Exercises:
(1) In the passage on Myanmar's election and Cambodian politics, how many years has Hun Sen ruled Cambodia?
(2) Output, without any changes, the stretch of the passage on Myanmar's election and Cambodian politics from "Tha, Thai. Cambodia" through "November 23, 2015.".

START Passage for review

Tha, Thai. Cambodia Denies Sam Rainsy Arrest Warrant Was Politically Motivated. Radio Free Asia. November 19, 2015.
Vannarin, Neou. “Cambodia’s Sam Rainsy Stays Abroad as Key Opposition Figures Head Home.” Voice of America. November 23, 2015.
Myanmar Election Influences Democratic Movements in the Region, Shines Light on Cambodia’s Tense Political Situation
Myanmar’s election was closely followed in Cambodia, from major news outlets to Cambodian youth discussing the events on Facebook, and many contemplating what it means for Cambodia’s political future. Opposition leader Sam Rainsy applauded the National League for Democracy’s (NLD) “landslide victory” in Myanmar. He expressed that the election “shows, once more, that the days of all authoritarian regimes worldwide are counted… the wind of freedom that is blowing throughout the world will also reach Cambodia in the near future.” Cambodia’s Prime Minister Hun Sen, a former Khmer Rouge soldier, has ruled Cambodia for 30 years. He has stated that he will run for a fifth term in the country’s 2018 general election. Looking to Cambodia’s next election and running against Hun Sen, Rainsy likened himself to the NLD’s leader Daw Aung San Suu Kyi. Critics dismiss the comparisons, claiming that Rainsy is too polarizing, and that he has fled his country in the past, unlike Daw Aung San Suu Kyi. Spokesman of the ruling Cambodian People’s Party, Sok Eysan, claimed that, “The opposition party in Myanmar has a clear patriotic spirit. Every activity of the opposition party is in the Myanmar people’s interest. But the opposition party in Cambodia is completely different… It is 180 degrees different… The opposition party in Cambodia does not have patriotic ideals but ideals of revenge, to block powerful countries from offering aid to Cambodia” [Cuddy, The Phnom Penh Post].

END Passage for review
START Records supplied

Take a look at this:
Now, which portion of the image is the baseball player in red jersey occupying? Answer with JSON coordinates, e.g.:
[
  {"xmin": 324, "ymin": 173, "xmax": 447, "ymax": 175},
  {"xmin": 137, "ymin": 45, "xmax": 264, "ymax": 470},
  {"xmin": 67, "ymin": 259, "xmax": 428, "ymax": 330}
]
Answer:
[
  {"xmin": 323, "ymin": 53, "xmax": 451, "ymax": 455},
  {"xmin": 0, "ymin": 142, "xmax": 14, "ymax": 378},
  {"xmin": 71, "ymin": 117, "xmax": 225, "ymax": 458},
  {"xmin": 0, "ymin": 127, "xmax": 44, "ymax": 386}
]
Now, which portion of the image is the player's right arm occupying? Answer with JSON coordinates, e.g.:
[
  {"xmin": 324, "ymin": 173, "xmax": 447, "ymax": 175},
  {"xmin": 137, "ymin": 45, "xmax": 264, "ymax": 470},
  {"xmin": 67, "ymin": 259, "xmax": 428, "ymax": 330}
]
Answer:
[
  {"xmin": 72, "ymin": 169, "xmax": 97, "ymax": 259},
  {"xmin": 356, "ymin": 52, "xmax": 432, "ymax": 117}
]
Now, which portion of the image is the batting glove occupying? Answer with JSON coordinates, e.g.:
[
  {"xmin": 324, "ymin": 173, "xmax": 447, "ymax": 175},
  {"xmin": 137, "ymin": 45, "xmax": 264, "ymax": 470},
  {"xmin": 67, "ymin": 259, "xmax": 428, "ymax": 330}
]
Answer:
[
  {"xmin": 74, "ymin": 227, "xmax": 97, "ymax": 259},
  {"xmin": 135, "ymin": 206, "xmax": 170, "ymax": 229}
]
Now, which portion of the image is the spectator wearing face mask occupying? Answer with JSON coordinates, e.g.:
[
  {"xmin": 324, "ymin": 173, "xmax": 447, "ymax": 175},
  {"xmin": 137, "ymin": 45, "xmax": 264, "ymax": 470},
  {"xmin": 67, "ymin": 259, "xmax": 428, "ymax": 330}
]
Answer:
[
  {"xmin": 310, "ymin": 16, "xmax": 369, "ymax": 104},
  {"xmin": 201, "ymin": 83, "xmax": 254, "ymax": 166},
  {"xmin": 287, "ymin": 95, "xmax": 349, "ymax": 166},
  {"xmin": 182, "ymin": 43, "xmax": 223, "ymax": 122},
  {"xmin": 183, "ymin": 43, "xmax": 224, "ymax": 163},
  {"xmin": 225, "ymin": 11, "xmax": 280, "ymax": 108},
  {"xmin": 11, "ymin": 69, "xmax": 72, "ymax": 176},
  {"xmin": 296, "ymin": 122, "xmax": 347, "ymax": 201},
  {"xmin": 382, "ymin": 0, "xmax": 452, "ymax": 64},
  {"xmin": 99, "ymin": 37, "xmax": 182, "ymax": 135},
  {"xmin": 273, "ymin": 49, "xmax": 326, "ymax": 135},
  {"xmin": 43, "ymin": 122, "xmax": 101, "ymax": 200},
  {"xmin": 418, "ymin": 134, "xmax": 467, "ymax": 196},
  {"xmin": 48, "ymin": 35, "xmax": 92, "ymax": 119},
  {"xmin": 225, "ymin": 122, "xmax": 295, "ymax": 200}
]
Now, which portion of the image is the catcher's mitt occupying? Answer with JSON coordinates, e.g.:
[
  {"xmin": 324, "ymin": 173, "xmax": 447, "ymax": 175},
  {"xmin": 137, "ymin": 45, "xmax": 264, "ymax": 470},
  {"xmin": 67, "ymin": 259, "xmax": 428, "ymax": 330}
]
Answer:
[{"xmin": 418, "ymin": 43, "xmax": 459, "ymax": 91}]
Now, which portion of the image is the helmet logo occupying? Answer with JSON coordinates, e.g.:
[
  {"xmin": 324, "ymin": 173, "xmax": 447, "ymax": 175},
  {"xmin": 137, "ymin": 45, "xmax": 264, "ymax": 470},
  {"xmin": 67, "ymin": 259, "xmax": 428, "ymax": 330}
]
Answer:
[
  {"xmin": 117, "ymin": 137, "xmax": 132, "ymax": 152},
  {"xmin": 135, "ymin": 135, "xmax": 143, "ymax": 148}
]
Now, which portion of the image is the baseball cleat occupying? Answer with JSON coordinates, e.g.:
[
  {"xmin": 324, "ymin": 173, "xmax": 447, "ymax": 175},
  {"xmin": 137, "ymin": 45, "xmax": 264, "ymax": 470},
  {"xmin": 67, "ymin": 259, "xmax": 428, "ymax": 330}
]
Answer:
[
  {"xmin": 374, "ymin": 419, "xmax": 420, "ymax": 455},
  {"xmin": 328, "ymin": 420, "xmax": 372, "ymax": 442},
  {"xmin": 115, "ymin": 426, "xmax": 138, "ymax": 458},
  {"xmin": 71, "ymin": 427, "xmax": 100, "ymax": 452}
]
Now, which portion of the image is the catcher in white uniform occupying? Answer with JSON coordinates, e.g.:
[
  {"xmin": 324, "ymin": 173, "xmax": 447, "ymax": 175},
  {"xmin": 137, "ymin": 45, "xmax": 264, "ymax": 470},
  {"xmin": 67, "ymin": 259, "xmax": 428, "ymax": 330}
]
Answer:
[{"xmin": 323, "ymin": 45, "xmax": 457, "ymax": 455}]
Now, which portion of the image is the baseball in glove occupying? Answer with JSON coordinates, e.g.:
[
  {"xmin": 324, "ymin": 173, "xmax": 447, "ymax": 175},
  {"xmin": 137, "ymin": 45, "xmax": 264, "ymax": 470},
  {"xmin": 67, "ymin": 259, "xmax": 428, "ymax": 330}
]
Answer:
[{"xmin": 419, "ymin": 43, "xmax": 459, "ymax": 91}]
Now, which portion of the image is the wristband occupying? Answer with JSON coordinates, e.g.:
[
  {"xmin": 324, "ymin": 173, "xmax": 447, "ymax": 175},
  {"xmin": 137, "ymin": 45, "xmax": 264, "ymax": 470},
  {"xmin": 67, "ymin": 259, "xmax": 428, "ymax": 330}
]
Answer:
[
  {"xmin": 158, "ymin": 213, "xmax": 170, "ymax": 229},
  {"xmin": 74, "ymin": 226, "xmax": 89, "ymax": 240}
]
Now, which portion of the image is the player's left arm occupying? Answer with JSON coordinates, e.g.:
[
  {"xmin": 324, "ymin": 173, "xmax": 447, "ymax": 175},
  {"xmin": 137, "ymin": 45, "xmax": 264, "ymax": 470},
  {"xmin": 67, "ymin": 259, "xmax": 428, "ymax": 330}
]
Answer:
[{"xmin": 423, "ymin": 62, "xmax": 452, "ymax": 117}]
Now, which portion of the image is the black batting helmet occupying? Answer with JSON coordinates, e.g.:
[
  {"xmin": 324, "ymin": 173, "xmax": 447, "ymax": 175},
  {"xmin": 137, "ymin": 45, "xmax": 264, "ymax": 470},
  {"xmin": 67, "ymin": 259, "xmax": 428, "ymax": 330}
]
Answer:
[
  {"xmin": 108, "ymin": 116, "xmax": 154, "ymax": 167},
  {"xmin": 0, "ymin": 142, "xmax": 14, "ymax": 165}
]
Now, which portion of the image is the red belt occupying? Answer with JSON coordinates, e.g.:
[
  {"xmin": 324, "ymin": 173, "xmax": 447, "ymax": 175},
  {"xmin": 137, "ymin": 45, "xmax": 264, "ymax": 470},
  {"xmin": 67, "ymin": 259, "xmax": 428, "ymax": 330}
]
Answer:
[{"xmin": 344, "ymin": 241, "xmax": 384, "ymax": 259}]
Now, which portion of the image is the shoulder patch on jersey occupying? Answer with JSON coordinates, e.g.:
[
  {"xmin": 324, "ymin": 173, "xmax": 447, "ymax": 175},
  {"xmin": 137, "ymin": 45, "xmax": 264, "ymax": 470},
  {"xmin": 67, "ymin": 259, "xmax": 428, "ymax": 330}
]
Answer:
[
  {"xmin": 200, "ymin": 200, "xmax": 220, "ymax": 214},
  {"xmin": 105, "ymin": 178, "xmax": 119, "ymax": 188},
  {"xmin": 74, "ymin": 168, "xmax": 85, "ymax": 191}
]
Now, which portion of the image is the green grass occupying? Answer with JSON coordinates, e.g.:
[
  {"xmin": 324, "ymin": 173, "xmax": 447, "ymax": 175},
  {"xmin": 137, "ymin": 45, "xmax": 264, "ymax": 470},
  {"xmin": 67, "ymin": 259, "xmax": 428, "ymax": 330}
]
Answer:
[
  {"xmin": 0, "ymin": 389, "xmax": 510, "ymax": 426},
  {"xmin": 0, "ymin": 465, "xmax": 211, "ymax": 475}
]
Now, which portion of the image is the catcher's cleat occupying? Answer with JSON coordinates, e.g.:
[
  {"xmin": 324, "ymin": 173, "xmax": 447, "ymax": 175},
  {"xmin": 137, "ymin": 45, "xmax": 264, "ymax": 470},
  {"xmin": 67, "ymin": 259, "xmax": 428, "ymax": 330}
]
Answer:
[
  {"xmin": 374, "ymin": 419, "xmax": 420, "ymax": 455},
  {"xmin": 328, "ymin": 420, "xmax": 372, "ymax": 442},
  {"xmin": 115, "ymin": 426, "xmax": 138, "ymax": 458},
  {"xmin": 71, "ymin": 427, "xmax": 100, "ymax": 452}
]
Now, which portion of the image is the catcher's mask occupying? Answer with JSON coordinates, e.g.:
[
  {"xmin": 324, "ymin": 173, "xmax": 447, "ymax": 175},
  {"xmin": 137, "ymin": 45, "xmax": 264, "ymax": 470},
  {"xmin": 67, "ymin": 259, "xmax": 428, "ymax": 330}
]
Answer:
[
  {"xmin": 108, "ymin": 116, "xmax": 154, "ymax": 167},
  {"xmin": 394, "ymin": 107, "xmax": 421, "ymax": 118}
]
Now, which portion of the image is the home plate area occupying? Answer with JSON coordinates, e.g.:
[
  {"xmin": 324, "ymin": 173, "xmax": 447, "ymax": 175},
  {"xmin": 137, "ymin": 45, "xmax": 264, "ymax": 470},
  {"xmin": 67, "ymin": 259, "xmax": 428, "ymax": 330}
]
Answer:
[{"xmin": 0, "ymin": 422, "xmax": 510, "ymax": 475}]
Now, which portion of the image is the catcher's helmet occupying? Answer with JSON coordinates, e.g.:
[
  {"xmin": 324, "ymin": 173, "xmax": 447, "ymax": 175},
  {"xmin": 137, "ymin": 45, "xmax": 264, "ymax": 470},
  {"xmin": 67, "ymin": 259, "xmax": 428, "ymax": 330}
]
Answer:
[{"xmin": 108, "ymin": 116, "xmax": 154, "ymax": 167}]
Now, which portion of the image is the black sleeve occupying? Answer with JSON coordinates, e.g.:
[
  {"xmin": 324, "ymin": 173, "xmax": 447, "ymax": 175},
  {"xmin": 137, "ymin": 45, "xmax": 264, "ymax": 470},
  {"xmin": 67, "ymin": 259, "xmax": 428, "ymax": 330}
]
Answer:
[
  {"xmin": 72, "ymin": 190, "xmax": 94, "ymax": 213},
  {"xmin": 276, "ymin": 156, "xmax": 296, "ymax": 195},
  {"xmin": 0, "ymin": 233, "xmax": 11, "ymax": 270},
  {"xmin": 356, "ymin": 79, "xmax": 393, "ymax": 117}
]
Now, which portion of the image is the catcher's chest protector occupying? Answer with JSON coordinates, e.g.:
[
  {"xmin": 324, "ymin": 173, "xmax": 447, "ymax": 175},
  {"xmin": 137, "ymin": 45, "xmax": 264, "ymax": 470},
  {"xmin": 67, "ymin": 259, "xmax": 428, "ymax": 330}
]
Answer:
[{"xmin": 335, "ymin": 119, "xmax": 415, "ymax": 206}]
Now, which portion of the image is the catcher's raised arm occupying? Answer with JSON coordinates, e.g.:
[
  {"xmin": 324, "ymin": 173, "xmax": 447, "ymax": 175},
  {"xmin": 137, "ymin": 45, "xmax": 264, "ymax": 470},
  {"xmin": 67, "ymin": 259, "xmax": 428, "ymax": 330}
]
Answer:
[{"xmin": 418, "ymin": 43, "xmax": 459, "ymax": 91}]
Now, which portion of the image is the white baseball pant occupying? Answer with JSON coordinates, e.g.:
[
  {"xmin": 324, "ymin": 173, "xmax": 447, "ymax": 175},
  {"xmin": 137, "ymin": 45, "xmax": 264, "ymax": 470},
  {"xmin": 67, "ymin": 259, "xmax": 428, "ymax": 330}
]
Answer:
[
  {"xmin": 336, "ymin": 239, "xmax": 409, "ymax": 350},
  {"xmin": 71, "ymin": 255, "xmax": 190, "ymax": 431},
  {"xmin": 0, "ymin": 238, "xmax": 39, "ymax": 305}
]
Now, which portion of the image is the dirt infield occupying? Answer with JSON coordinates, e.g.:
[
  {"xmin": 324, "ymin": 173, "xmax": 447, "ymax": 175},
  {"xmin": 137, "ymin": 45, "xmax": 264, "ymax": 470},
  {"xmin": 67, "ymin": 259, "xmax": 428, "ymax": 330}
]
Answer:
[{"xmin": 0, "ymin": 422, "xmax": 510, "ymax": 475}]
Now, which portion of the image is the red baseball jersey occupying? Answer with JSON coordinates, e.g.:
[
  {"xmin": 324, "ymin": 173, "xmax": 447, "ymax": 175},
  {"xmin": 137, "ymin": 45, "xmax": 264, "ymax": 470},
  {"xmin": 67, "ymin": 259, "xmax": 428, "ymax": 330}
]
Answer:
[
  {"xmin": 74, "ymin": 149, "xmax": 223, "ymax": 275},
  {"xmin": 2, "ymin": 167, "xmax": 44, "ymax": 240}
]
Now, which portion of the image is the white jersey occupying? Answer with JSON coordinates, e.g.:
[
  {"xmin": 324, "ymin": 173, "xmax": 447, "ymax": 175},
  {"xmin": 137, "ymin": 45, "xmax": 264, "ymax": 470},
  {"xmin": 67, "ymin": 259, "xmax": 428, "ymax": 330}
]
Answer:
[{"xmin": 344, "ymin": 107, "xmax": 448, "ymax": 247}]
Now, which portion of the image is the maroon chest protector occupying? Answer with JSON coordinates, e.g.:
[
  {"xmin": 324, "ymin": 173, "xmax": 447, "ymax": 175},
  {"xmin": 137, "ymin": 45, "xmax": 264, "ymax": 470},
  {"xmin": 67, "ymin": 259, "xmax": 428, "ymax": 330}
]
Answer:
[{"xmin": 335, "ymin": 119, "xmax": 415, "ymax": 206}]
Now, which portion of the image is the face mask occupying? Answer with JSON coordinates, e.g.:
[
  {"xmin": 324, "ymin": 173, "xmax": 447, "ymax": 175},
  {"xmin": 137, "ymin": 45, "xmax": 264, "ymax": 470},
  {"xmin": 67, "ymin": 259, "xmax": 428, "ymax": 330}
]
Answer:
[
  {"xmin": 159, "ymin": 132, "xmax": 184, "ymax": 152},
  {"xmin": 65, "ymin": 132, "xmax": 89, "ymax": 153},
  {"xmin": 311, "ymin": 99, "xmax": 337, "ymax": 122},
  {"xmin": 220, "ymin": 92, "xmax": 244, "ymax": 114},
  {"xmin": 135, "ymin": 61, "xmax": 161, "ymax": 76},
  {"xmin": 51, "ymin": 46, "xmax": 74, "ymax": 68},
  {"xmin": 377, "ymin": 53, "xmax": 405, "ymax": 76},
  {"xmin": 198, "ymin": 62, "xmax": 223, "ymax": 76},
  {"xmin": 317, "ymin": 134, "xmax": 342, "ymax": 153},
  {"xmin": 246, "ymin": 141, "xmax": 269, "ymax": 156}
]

END Records supplied

Answers below:
(1) 30 years

(2)
Tha, Thai. Cambodia Denies Sam Rainsy Arrest Warrant Was Politically Motivated. Radio Free Asia. November 19, 2015.
Vannarin, Neou. “Cambodia’s Sam Rainsy Stays Abroad as Key Opposition Figures Head Home.” Voice of America. November 23, 2015.